SOURCE MATERIAL section start

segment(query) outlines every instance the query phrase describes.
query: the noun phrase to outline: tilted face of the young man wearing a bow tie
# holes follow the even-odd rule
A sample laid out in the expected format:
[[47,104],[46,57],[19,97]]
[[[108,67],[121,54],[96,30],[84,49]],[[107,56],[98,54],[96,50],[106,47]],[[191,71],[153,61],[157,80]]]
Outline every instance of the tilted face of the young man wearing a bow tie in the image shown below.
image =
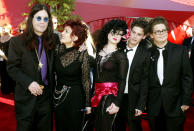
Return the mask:
[[136,46],[144,38],[144,30],[141,27],[134,26],[131,30],[129,45],[131,44],[133,46]]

SOURCE MATERIAL section end

**WHAT YOU NEED TO DO:** All that the answer may contain is the exact text of the lines from the one with "query: the noun" through the last line of the material, pictures excluded.

**TASK OUTPUT:**
query: the noun phrase to outline: tilted face of the young man wearing a bow tie
# holes follow the even-odd rule
A sample laid out in the expected format:
[[47,104],[46,57],[19,97]]
[[[108,67],[121,54],[96,30],[84,49]],[[107,56],[98,54],[96,50],[106,47]],[[191,71],[153,61],[157,80]]]
Outline every instance of the tilted face of the young man wearing a bow tie in the image shown below.
image =
Return the mask:
[[136,46],[144,38],[144,30],[141,27],[134,26],[131,30],[129,45],[131,44],[133,46]]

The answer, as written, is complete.